= WHAT YOU SHOULD DO =
Counting every line in the entries below where the word "green" occurs, report how many there are. Give only that number.
---- DATASET CONTENT
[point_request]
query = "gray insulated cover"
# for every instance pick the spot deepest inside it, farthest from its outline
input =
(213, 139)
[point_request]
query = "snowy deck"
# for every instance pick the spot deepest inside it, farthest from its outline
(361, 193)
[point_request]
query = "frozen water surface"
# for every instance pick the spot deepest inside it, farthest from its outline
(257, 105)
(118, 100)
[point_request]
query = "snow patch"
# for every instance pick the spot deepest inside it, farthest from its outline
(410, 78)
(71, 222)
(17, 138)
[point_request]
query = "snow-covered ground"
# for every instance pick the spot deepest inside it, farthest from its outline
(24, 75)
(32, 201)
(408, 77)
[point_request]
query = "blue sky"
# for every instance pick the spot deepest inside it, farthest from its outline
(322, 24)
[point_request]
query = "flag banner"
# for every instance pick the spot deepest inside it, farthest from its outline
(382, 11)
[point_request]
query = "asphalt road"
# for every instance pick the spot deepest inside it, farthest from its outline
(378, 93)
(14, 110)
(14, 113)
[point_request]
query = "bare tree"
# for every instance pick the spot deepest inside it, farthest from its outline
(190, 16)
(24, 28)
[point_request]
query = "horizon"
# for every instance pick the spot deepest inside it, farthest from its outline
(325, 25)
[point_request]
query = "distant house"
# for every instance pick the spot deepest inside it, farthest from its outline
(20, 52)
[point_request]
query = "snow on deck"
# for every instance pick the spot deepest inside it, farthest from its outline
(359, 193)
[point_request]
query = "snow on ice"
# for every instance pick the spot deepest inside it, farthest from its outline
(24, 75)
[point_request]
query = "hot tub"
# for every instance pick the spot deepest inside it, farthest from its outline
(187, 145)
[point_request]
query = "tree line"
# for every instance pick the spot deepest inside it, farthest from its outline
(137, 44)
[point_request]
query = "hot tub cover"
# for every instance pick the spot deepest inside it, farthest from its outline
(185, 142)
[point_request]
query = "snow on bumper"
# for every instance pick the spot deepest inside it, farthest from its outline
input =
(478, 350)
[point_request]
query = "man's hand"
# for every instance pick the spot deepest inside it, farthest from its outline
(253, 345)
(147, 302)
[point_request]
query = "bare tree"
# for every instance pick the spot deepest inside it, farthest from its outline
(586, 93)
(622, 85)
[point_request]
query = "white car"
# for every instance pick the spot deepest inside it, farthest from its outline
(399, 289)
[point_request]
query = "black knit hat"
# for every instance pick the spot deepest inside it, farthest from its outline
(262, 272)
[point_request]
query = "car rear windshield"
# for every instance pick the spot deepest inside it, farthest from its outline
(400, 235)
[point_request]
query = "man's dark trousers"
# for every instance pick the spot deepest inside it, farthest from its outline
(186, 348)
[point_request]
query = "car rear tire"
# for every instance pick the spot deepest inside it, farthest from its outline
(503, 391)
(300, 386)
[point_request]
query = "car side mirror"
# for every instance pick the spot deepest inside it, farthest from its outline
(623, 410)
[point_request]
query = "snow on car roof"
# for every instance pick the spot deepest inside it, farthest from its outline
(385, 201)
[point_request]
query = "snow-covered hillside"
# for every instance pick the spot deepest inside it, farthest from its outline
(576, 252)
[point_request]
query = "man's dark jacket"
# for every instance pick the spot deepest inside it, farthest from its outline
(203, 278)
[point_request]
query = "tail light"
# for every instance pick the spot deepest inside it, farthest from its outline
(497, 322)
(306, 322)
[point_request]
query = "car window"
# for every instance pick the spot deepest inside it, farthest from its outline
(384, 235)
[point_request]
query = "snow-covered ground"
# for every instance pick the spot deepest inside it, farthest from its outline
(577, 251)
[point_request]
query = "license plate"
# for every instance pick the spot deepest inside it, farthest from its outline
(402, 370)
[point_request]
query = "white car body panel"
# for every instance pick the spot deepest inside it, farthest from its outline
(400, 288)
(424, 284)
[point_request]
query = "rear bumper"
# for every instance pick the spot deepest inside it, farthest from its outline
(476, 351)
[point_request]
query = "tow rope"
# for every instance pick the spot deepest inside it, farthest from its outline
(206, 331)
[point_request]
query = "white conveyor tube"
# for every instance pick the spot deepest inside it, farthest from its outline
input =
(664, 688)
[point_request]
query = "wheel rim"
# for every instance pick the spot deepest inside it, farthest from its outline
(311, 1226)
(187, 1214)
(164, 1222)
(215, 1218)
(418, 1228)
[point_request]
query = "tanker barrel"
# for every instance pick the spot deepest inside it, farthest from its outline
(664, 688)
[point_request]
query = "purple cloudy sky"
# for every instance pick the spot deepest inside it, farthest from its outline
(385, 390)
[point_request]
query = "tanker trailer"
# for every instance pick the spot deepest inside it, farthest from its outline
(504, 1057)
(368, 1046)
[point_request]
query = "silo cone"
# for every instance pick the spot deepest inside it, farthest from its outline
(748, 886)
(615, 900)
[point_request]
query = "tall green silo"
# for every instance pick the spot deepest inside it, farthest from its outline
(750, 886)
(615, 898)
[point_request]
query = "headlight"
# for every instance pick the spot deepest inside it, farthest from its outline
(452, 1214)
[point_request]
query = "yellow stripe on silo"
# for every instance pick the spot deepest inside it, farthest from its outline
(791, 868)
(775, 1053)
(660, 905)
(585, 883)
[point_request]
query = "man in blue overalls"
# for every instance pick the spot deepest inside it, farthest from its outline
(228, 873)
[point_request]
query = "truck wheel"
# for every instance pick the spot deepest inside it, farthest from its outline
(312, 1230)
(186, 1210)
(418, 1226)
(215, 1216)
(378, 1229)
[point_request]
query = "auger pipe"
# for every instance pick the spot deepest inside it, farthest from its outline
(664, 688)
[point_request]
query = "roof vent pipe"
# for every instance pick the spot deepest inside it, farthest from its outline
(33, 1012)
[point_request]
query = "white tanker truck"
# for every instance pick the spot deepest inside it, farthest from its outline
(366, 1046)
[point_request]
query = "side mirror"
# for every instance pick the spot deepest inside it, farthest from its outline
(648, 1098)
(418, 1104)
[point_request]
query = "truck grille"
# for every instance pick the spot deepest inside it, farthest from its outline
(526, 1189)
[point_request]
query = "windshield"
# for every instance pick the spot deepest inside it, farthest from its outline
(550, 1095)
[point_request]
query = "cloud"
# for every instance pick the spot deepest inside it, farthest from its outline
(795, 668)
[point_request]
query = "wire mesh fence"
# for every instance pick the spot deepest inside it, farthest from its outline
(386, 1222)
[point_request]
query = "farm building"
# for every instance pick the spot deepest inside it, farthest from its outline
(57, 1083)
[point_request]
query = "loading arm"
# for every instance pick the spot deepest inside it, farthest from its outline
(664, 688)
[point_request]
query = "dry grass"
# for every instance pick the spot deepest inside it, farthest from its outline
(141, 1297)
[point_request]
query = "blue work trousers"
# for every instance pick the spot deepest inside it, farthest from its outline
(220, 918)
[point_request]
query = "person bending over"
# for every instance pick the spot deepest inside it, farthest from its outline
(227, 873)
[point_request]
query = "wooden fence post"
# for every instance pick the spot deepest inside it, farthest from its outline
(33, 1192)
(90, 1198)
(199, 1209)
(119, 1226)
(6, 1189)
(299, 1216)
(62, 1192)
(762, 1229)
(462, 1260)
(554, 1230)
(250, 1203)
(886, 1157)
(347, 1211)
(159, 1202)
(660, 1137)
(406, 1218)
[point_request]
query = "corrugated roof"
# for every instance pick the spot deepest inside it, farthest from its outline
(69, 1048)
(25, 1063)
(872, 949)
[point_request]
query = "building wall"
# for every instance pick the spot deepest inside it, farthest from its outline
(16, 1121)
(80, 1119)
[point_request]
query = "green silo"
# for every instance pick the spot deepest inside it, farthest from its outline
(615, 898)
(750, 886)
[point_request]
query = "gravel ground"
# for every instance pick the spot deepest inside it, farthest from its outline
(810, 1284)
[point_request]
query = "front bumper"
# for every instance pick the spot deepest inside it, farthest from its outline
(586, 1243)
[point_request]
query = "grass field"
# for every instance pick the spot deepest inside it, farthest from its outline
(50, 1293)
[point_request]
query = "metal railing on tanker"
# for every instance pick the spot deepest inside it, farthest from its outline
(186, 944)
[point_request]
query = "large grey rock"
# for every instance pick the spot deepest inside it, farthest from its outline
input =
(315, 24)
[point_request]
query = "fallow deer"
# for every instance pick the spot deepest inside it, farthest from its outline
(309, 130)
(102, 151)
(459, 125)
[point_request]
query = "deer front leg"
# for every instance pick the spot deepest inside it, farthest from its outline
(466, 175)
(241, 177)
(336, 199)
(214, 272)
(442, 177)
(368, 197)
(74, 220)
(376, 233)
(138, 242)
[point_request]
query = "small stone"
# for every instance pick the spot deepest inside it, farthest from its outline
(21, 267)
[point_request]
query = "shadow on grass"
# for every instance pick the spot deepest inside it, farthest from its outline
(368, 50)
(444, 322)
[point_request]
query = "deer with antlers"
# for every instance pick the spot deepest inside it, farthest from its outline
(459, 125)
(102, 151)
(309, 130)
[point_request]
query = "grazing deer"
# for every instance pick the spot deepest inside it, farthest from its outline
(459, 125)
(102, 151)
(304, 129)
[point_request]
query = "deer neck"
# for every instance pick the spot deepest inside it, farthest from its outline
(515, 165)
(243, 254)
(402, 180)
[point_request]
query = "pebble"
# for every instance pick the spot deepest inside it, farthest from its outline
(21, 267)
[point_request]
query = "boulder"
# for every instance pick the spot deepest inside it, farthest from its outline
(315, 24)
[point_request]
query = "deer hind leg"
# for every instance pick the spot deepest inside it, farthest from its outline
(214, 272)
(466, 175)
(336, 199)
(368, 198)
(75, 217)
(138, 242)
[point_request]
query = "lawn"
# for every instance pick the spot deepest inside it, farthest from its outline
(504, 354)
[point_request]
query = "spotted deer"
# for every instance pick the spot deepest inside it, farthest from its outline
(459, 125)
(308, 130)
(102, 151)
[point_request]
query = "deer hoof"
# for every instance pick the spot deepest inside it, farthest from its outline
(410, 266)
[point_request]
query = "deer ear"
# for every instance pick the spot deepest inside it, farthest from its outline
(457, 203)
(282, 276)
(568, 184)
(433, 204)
--------
= YOUR RESPONSE =
2